### Aim of the task
Copy each line of the data that has "wooden" in it.

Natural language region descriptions
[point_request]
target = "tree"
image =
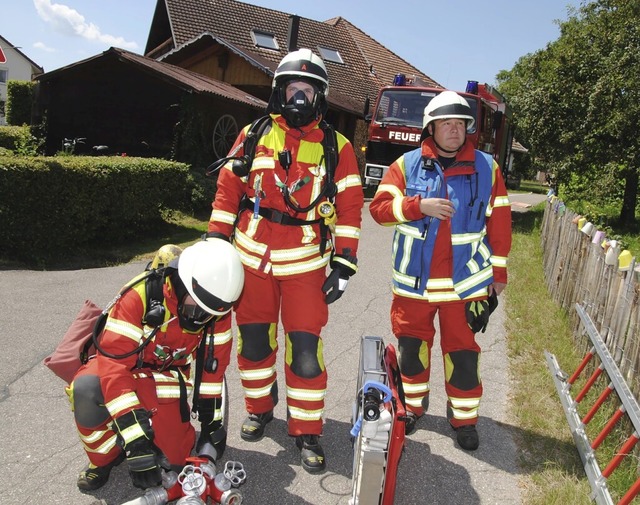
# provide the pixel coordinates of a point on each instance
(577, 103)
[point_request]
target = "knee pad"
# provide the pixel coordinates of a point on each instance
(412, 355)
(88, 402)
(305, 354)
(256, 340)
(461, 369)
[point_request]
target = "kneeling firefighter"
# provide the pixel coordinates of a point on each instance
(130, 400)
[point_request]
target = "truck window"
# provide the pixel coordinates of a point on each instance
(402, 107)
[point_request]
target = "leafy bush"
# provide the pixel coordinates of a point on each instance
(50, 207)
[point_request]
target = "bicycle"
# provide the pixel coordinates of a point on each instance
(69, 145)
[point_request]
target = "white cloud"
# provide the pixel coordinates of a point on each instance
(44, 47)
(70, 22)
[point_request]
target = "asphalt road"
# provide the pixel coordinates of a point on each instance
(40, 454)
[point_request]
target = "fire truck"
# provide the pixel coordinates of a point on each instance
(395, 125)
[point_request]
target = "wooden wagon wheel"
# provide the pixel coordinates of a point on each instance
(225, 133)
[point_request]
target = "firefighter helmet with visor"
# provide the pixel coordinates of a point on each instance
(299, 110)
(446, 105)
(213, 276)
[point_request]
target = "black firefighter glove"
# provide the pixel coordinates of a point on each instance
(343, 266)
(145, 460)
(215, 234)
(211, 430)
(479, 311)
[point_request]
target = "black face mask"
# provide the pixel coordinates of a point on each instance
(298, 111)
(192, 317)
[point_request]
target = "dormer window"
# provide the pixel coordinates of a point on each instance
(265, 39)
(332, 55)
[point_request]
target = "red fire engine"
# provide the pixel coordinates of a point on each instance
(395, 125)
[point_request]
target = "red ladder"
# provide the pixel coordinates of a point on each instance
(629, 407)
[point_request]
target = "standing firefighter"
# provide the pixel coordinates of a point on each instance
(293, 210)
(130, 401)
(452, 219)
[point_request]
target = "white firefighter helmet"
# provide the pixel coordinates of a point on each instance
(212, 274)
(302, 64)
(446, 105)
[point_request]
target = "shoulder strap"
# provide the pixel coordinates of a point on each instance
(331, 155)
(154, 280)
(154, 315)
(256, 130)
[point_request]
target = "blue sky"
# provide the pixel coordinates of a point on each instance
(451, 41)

--

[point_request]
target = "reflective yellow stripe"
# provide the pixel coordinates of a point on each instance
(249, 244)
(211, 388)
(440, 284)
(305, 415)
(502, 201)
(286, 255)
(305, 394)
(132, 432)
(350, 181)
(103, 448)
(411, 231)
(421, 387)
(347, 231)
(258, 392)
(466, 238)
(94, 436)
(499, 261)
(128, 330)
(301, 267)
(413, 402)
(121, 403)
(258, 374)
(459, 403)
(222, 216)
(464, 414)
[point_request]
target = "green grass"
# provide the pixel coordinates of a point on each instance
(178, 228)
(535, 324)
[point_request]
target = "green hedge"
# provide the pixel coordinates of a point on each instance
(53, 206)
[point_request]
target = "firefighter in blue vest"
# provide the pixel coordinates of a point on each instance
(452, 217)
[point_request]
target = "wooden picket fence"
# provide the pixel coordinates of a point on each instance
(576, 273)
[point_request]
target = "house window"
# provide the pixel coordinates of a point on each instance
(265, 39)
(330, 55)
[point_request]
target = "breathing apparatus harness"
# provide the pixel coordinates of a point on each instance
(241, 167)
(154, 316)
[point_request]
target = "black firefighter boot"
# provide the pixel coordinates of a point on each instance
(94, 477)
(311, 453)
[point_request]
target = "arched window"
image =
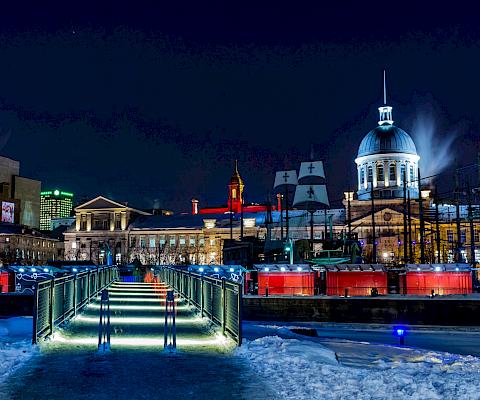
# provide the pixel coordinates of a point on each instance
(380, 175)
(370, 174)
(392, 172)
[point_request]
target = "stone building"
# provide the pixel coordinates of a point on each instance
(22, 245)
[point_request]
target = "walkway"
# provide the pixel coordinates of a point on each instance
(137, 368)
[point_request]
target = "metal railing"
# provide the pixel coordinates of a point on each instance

### Answer space
target = "wooden wagon wheel"
target = "wooden picket fence"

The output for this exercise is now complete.